== Excerpted passage ==

Consumers make at-need purchase decisions regarding funeral goods and services subject
to extreme time pressure and emotional vulnerability. In adopting the Rule, the Federal Trade
Commission (“FTC” or “Commission”) concluded that the rulemaking record indicated that
industry members often failed to give consumers needed information about the prices of
individual components of a funeral and about funeral-related legal requirements. The price lists
and statement of goods and services required by the Rule increase consumer welfare by:
(1) allowing consumers to make purchase decisions based on accurate price information and
accurate information about what they are and are not required to purchase, and (2) allowing
consumers to review their selections and the related prices. These requirements also increase
consumer welfare for purchasers making pre-need funeral arrangements by allowing them to
compare the prices and services of competing funeral providers.
The Funeral Rule also requires that funeral providers retain records demonstrating their
compliance with the price list and other provisions of the Rule for a one-year period. These
recordkeeping provisions help the Commission effectively monitor and ensure compliance with
the Rule. The recordkeeping requirements do this by assuring that much of the information that
must be disclosed to consumers is readily available for examination by Commission staff and
state regulators for law enforcement purposes.
2. Use of information
The collection of information required by the Funeral Rule amounts to the preparation
and printing of price lists and statements of goods and services, including required disclosures,
the retention of these price lists and statements, and the provision of price information in
response to telephone inquiries. These requirements help to ensure that price information is
readily available to consumers. In addition, disclosures required to appear on the general price
list inform consumers that they have the right to purchase only those goods and services that they
specifically select. The Rule seeks to promote informed decision-making so that consumers are
able to make funeral arrangements within their means. The Rule’s recordkeeping provision
allows the Commission, at any time, to check on current and prior compliance.
3. Consideration of the Use of Improved Information Technology to Reduce Burden
Consistent with the objectives of the Government Paperwork Elimination Act, 44 U.S.C.
§ 3504 note, the Rule permits providers to use a variety of technologies to reduce the burden of
compliance. For example, funeral providers may maintain their price lists and statements of
goods and services on computers and thereby reduce the time it may take to produce or revise
them.
4. Efforts to Identify Duplication
The Rule requires the preparation, distribution, and retention of price lists and statements
of goods and services. No other federal law or regulation requires that these records be prepared
or kept since these records are specifically tailored to the Rule’s provisions. Many states have
disclosure requirements that are similar to those the Rule requires, and these states may also
impose their own recordkeeping requirements. Although states may impose their own
requirements, most incorporate by reference the Rule’s requirements or substantially mirror
them.

===
== Source material ==

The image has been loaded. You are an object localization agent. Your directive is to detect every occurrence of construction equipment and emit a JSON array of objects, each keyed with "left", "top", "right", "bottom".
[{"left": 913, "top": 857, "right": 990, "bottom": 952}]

===

Carry on the passage about the FTC's Funeral Rule, starting right after its final sentence.

5. Impact on Small Businesses
Many of the approximately 19,900+ funeral providers in the United States are small
businesses. A continuing trend in the industry, however, is the corporate ownership of funeral
homes across the country. Corporate or “chain” ownership of funeral homes currently
characterizes approximately 20-25 percent of the funeral industry. This concentration in
ownership of funeral providers has the effect of transferring the impact of the Funeral Rule from
small to large business entities. In any event, the burden of complying with the Rule is fairly
minimal both as to small businesses and large corporations. There is no reporting requirement
for funeral providers, the price lists that funeral providers must prepare and retain are
uncomplicated, and the recordkeeping requirements are simple and short in duration (one year).
The Rule also allows funeral providers to consolidate the price lists they are required to provide
to consumers into a single general price list.
6. Consequences of Conducting Collection Less Frequently
Less frequent disclosure of prices and other information relating to funeral goods and
services would undermine the Rule’s purpose. Every consumer benefits from receiving
information about funeral requirements and prices. Requiring less frequent disclosure of this
information would mean that some consumers would not have the same or similar ability to
make informed funeral purchasing decisions.
The Rule’s recordkeeping provision simply requires funeral providers to retain certain
records for one year. A record retention period shorter than that would hamper the
Commission’s ability to verify a funeral provider’s compliance with the Rule. The Commission
would have a narrower provider history to refer to and less time to verify and review complaints
regarding price lists and other disclosures. Moreover, when investigating some Funeral Rule
violations, the Commission may survey a number of former customers of the funeral home.
2
Commission staff obtains the names and addresses of these customers from the itemized
customer statements that the Rule requires funeral providers to retain for one year. The
Commission seeks to avoid contacting recent mourners, and a record retention period under one
year would make it harder for the Commission to exercise this discretion and to gather related
information needed to pursue enforcement actions.
7. Circumstances Requiring Collection Inconsistent With Guidelines
None. The Funeral Rule’s recordkeeping requirements are consistent with the guidelines
contained in 5 C.F.R. § 1320.5(d)(2).
8. Public Comments/Consultation Outside the Agency
The Commission most recently sought public comment on the Paperwork Reduction Act
(44 U.S.C. Chapter 35) (“PRA”) aspects of the Rule, as required by 5 C.F.R. § 1320.8(d). See 82
Fed. Reg. 12,602 (March 6, 2017). No relevant comments were received. The Commission is
providing a second opportunity for public comment while seeking OMB approval to extend the
existing PRA clearance for the Rule.
9. Payment or Gift to Respondents
Not applicable.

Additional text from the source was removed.